▶ **Excerpt to read**:

Who understands women’s fashion better than women?

Prada’s iconic Cadillac-inspired heels

After a fashion century which began dominated by male designers such as Paul Poiret and Charles Frederick Worth, and ended with prodigiously talented Maria Grazia Chiuri at the head of the legendary house of Christian Dior, female couturiers seem to have come triumphantly into their own in 2022.

Over their shared century, the film industry saw the same shift: while in the 1930s costume designers were brilliant men such as Orry Kelly and Adrian, by the 1950s Edith Head was in the ascendant and Hollywood goddesses turned to female designers off-screen – Helen Rose dressed Elizabeth Taylor, Ceil Chapman swathed Marilyn Monroe’s curves and Ava Gardner favoured the starched bibs and embroidered satin of the Roman sisters, the Sorelle Fontana.

Women designers understand women’s bodies better and can therefore make them comfortable: this has been the dictum since Mademoiselle Chanel liberated her customers from Edwardian corsets in favour of separates in silk and jersey that permitted both freedom of movement and minimal underpinnings. Chanel’s baton was taken up by Diane von Furstenberg 50 years later with her wrap dresses that made life easier for the modern woman, while flattering every figure.

▶ **Supplied data**:
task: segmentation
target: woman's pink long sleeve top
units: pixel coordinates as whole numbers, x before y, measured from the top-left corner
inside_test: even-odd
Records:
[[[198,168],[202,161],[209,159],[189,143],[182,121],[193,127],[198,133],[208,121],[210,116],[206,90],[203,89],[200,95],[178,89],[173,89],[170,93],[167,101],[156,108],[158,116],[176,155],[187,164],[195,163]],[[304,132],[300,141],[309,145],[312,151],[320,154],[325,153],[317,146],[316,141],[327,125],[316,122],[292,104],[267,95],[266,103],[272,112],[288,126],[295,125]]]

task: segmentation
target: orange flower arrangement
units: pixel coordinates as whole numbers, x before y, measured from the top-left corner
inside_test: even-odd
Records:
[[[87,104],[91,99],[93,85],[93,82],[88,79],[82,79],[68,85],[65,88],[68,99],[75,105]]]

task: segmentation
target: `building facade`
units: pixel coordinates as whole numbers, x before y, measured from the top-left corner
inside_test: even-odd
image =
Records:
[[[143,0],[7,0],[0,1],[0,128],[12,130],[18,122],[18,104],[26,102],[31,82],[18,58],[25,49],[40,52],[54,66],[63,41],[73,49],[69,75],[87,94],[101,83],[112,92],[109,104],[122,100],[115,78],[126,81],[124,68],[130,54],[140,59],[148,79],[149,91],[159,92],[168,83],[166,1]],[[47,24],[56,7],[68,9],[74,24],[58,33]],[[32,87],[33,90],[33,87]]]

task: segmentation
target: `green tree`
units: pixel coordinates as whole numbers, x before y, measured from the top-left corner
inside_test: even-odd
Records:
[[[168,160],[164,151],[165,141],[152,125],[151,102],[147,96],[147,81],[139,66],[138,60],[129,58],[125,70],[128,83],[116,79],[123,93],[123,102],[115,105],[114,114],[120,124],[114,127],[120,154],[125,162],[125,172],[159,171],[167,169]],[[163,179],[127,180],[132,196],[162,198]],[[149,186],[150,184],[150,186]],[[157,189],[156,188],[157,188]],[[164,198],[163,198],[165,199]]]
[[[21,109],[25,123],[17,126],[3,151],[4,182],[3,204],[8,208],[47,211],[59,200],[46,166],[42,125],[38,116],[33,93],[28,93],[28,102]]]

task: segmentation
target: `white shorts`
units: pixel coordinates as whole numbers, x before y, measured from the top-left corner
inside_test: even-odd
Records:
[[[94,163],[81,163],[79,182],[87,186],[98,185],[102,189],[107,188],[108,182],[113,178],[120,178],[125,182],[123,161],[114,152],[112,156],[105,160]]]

▶ **Set of tasks**:
• 1. According to the excerpt on women designers, which designer dressed Elizabeth Taylor?
• 2. Echo the part of the excerpt on women designers that begins at the words "After a fashion" and stops after "own in 2022.".

▶ **Complete answers**:
• 1. Helen Rose

• 2.
After a fashion century which began dominated by male designers such as Paul Poiret and Charles Frederick Worth, and ended with prodigiously talented Maria Grazia Chiuri at the head of the legendary house of Christian Dior, female couturiers seem to have come triumphantly into their own in 2022.